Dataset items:
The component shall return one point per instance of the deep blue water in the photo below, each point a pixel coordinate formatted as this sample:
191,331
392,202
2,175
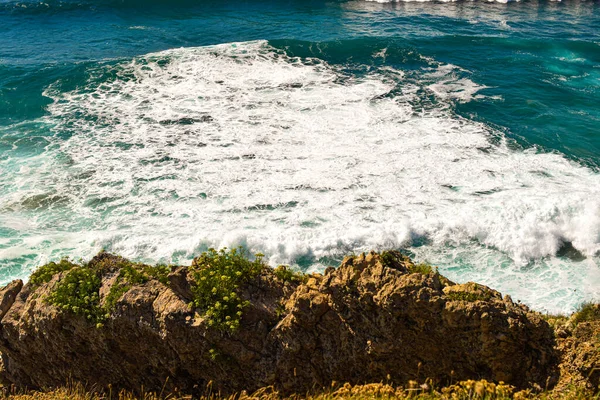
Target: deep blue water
--
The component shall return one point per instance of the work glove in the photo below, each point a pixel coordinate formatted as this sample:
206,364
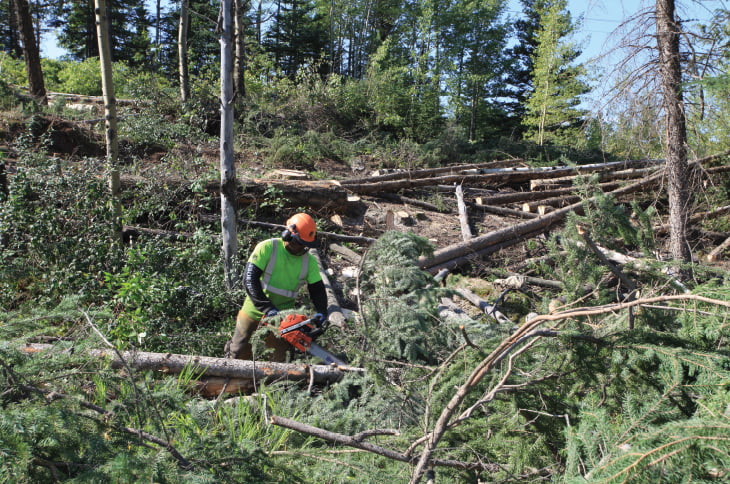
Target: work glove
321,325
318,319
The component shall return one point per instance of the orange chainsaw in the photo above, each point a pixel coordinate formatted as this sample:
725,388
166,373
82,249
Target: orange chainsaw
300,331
==
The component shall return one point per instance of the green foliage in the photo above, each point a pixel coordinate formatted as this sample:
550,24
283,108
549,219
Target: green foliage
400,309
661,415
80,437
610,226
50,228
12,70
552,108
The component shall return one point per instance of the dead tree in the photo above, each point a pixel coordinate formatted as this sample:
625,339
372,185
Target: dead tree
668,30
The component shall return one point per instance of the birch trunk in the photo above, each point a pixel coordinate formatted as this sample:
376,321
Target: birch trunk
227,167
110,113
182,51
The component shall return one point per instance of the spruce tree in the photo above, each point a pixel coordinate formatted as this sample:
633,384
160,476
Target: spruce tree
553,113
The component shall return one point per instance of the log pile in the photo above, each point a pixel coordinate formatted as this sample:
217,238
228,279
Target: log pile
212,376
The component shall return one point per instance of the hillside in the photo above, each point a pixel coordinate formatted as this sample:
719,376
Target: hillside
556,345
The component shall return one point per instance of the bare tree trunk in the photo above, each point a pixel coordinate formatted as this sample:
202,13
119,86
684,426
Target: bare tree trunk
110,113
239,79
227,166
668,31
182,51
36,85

▸ **Task description**: Locate each line of the material above that contains the word "deep", and copy those lines out in full.

▸ **Full solution**:
The component shall return one point per instance of the deep blue water in the photo below, each point a pixel coordinate formatted as this sample:
Target: deep blue water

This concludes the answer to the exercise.